PROBLEM DESCRIPTION ▸ Locate every line in the listing below that contains the string "leading", and copy each of those lines. Matching is case-sensitive.

ENTRIES PROVIDED ▸
## Begin

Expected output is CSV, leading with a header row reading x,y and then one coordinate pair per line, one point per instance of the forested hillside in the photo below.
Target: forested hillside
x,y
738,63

## End
## Begin

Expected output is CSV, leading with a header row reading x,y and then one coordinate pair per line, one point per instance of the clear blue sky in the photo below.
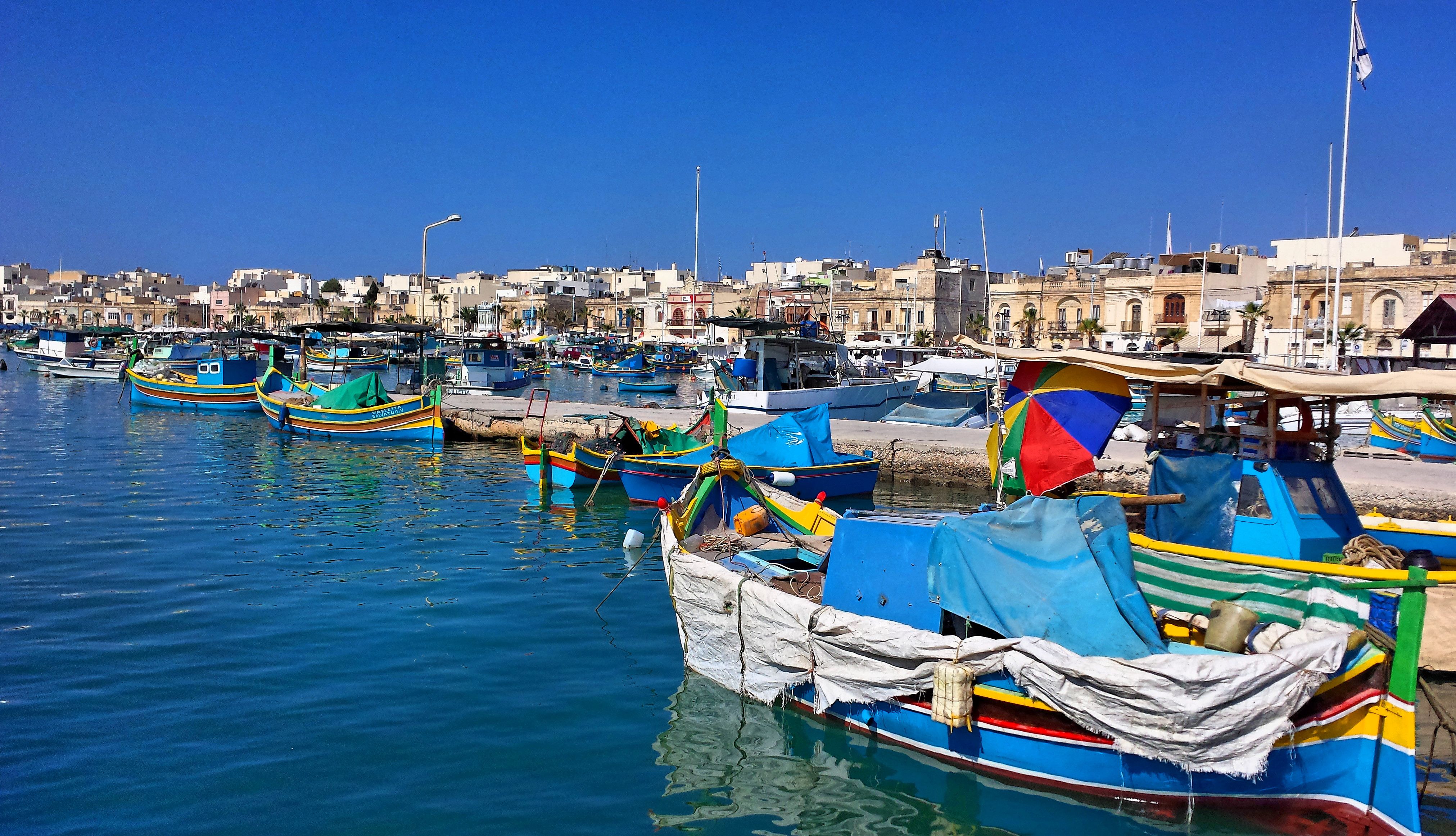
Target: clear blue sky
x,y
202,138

## End

THE RESPONSE ▸
Expected output is CSV, leading with a header row reading x,y and then one coordinate pair per line, one point per instance of the forested hillside in the photo below.
Expected output is CSV, leading with a header row reading x,y and then one coordinate pair per line, one point per instance of the clear blue sky in the photo below.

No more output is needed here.